Quine argued that the most natural way to understand mathematical objects is to take their theoretical first-order posits at face value, and to thus say that since mathematical practice is a necessary part of the scaffolding of the holist scientific perspective, we ought to accept that they are a part of our reality.

But there is no specific reason within holism that requires you to interpret that sequence of symbols in that way. Indeed, according to one view often bundled with Maudlin's loose collection of ideas, the ontology of mathematical language is that of the structures of mathematically interpretable systems. It's not so much that there are actually unique objects in reality that we take to be "The numbers" - just that there are systems (of physical or otherwise scientifically important kinds) that are organized in the way described by the axioms of, say, Peano Arithmetic.

[Dataset content]

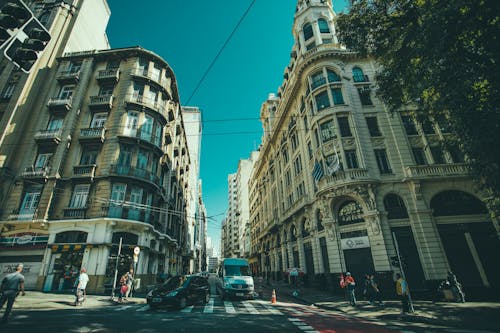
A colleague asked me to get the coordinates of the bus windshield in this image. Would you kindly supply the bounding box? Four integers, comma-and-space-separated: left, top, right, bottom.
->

[Goal]
Retype the passage about mathematical objects above, between "But there is" and "say, Peano Arithmetic.", inclusive.

[Complete response]
But there is no specific reason within holism that requires you to interpret that sequence of symbols in that way. Indeed, according to one view often bundled with Maudlin's loose collection of ideas, the ontology of mathematical language is that of the structures of mathematically interpretable systems. It's not so much that there are actually unique objects in reality that we take to be "The numbers" - just that there are systems (of physical or otherwise scientifically important kinds) that are organized in the way described by the axioms of, say, Peano Arithmetic.